** Work task **
From the records below, gather each line that contains the string "rough" and copy those lines out in full.

** Extracted material **
[Start of Attachment]

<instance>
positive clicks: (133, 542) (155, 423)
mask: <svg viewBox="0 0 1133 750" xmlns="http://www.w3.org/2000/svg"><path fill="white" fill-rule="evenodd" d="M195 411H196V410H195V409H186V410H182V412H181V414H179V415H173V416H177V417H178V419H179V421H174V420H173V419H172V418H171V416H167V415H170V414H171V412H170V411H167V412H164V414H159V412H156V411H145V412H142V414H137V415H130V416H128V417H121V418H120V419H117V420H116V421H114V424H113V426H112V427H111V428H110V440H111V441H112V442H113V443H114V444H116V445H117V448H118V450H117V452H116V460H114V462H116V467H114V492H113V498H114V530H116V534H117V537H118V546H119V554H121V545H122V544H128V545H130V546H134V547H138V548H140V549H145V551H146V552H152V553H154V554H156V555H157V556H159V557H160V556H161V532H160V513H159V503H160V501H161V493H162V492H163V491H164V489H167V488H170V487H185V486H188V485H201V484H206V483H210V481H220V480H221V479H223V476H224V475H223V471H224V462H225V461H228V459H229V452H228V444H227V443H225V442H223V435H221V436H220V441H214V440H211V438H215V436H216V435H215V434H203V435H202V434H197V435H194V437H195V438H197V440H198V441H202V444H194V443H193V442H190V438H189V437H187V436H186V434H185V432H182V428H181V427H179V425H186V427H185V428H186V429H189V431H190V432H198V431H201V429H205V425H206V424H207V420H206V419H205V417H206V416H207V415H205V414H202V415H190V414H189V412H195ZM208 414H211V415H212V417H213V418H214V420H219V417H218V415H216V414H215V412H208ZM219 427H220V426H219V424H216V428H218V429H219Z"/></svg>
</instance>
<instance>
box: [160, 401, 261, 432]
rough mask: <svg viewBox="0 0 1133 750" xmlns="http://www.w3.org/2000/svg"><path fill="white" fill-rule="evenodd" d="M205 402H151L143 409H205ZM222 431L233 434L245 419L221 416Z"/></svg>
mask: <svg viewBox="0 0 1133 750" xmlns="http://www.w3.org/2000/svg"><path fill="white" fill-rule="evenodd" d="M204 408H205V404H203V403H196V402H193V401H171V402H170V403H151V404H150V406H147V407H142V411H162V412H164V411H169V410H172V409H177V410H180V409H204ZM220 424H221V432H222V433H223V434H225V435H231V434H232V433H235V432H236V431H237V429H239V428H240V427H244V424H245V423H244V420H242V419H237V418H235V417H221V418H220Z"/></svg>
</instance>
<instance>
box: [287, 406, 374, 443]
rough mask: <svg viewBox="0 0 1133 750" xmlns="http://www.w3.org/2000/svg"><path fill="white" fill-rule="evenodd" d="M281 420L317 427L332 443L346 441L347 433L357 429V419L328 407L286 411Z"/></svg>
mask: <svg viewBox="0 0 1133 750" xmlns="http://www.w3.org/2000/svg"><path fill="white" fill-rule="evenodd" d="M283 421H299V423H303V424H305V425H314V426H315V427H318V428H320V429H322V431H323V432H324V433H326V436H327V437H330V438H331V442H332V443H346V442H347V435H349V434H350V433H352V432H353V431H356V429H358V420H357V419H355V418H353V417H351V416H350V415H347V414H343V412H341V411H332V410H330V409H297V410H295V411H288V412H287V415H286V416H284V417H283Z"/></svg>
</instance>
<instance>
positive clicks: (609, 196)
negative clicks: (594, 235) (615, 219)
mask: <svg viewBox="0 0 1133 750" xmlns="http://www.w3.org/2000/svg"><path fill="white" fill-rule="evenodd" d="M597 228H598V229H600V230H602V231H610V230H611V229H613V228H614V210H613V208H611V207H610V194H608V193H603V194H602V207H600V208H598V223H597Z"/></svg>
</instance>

[End of Attachment]

** Your solution **
rough mask: <svg viewBox="0 0 1133 750" xmlns="http://www.w3.org/2000/svg"><path fill="white" fill-rule="evenodd" d="M205 402H151L143 409H205ZM222 431L233 434L245 419L221 416Z"/></svg>
rough mask: <svg viewBox="0 0 1133 750" xmlns="http://www.w3.org/2000/svg"><path fill="white" fill-rule="evenodd" d="M281 420L317 427L332 443L346 441L347 433L357 429V419L328 407L286 411Z"/></svg>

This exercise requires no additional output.